What the exercise asks
Make an exact copy of all the records, one that contains none of the pictures.

Extracted records:
* * * *
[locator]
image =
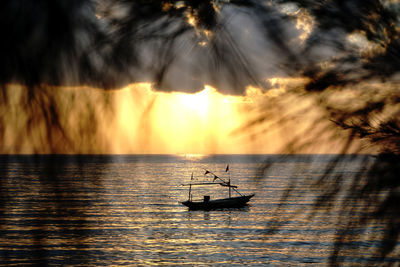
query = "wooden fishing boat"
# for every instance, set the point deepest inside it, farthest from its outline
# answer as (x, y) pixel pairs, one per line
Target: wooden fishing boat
(209, 204)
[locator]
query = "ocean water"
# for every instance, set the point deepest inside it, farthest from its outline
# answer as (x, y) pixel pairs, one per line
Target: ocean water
(125, 210)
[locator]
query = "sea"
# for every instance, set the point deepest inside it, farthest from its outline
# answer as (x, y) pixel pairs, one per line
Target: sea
(116, 210)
* * * *
Answer to the problem
[locator]
image =
query = "wooden fishing boat"
# for every instance, set the point deepest inside it, farthest from its outline
# answer as (x, y) pixel pairs, one per line
Target: wooden fishing boat
(209, 204)
[locator]
query = "ocean water"
# for every instance, set the point deepest inside it, farthest from its outline
# answer as (x, y) pixel pairs, one per line
Target: ocean water
(125, 210)
[locator]
query = "sea"
# for every instance, set the point deepest inside it, farthest from its outline
# answer as (x, y) pixel pairs, one per line
Target: sea
(116, 210)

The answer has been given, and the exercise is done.